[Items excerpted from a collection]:
· · ·

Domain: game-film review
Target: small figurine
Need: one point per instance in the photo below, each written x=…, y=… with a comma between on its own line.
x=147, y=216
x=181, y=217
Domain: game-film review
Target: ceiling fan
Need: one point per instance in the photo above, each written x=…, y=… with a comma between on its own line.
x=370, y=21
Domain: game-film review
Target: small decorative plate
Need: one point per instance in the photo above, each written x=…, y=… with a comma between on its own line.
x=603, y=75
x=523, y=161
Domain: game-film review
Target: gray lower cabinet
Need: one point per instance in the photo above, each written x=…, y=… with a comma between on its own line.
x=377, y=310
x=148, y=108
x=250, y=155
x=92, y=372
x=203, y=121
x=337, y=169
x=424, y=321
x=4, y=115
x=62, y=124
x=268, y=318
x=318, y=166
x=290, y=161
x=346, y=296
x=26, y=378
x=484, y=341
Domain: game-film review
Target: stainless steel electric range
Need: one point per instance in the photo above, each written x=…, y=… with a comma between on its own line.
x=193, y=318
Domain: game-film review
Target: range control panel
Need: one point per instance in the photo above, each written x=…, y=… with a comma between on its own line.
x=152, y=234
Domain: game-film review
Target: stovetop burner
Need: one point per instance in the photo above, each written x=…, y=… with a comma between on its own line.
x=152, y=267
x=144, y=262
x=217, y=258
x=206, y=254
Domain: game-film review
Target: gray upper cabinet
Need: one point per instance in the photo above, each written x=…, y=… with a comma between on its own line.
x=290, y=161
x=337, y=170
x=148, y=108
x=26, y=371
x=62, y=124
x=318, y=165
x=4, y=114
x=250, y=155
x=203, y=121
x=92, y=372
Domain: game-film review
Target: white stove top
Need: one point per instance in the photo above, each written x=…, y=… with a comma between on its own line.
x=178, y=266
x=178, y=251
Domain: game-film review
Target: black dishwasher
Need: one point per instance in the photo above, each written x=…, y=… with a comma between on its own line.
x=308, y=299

· · ·

Format the lines of all the items above as a single numbered list, omitting any blank lines.

[Answer in full]:
1. Domain: game-film review
2. Target: small figurine
3. Need: one point per instance in the photo below, each written x=…, y=… with a comma between on its own line.
4. x=147, y=216
5. x=181, y=217
6. Domain: game-film review
7. Target: ceiling fan
8. Need: one point per instance in the photo above, each written x=…, y=… with a comma between on its own line.
9. x=370, y=21
10. Domain: game-film review
11. Target: small decorative plate
12. Need: one point per instance in the photo above, each written x=…, y=… with a comma between on its own line.
13. x=603, y=75
14. x=523, y=161
15. Domain: game-film review
16. Target: gray lower cabinet
17. Need: one point per instance in the photo above, each written x=…, y=… with a comma between on its own line.
18. x=377, y=310
19. x=148, y=108
20. x=250, y=155
21. x=92, y=372
22. x=203, y=121
23. x=337, y=169
24. x=424, y=321
25. x=4, y=115
26. x=62, y=124
27. x=268, y=318
28. x=318, y=166
29. x=290, y=161
30. x=346, y=296
31. x=26, y=378
32. x=484, y=341
33. Domain: game-film review
34. Target: stainless steel electric range
35. Need: one point per instance in the photo above, each written x=…, y=… with a comma between on its own line.
36. x=193, y=318
37. Domain: game-film review
38. Target: range control panel
39. Need: one point per instance in the photo above, each written x=…, y=… with a comma between on its own line.
40. x=152, y=234
41. Domain: game-film review
42. Target: stovetop burner
43. Need: one point per instance in the photo above, each written x=…, y=… with a comma between on its own line.
44. x=152, y=267
45. x=144, y=262
46. x=217, y=258
47. x=206, y=254
48. Domain: game-film review
49. Target: gray upper cabinet
50. Need: one point per instance in the photo above, each written x=…, y=… with a comma between on its own line.
51. x=290, y=161
52. x=337, y=170
53. x=148, y=108
54. x=26, y=371
55. x=62, y=124
56. x=318, y=165
57. x=4, y=114
58. x=250, y=155
59. x=203, y=121
60. x=92, y=372
61. Domain: game-film review
62. Target: white stove top
63. Need: one point per instance in the photo above, each written x=…, y=… with a comma between on its own line.
64. x=178, y=266
65. x=178, y=251
66. Domain: game-film review
67. Target: black dishwasher
68. Need: one point per instance in the photo above, each written x=…, y=… with a comma between on its own line.
69. x=308, y=299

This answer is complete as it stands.